::: EXTRAITS DE DONNÉES :::
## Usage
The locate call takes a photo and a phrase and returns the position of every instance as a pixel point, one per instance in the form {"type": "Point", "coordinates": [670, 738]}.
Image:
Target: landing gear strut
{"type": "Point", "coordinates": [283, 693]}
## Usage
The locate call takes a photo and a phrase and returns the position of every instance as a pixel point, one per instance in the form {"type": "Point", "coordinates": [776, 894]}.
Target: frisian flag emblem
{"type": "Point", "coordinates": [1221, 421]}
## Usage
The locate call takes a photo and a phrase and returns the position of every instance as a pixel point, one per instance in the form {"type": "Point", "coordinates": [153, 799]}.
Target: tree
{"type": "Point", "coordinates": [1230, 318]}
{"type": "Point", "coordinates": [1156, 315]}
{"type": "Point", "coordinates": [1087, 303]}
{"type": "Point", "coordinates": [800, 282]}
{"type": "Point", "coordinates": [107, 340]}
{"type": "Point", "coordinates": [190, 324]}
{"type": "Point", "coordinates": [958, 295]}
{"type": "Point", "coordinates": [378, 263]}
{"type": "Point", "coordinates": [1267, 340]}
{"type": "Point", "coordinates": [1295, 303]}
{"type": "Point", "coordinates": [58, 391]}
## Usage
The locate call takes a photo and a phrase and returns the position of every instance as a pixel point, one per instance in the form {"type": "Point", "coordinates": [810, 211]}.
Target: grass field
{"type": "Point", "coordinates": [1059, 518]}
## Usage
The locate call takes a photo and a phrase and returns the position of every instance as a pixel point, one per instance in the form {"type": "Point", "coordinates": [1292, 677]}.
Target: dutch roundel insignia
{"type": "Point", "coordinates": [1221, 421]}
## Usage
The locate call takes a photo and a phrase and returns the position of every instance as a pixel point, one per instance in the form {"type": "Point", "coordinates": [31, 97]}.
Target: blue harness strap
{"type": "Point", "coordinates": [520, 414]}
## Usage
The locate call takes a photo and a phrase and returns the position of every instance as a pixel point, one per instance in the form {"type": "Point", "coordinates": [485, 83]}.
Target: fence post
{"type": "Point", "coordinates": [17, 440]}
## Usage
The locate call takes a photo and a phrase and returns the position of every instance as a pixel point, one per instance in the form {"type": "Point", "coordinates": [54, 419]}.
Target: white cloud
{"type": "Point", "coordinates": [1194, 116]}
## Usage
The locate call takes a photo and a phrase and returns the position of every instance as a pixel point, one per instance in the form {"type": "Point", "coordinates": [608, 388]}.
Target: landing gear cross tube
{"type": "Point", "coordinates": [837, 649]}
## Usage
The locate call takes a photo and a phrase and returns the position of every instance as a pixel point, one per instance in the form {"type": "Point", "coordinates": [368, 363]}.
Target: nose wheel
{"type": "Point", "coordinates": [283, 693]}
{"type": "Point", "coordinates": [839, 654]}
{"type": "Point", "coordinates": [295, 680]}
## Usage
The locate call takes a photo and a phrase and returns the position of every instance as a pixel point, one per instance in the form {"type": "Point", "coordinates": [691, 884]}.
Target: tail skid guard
:::
Dénombrez les lignes des entrées ci-dessus où figure le mot « landing ». Indiquez seulement ce nombre.

2